→ **Assignment**:
Check every line of the data below for the string "Query", and copy the ones that hold it.

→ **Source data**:
++++++++

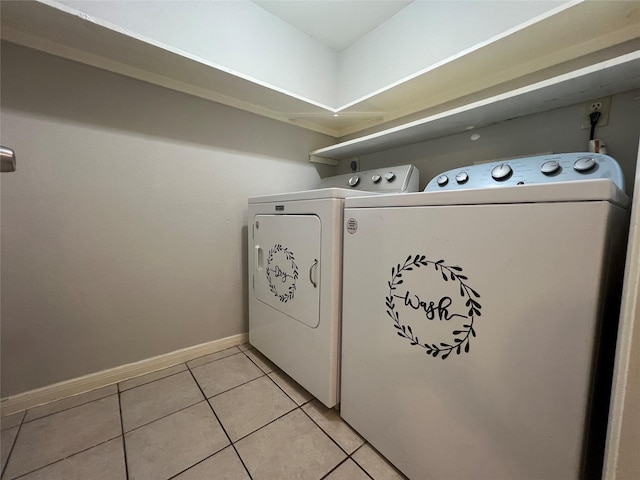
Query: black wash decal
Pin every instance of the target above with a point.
(282, 273)
(451, 315)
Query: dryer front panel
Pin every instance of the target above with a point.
(286, 270)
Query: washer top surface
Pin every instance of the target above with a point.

++++++++

→ **Reply**:
Query: black wash decal
Query: dryer front panel
Query: washer top surface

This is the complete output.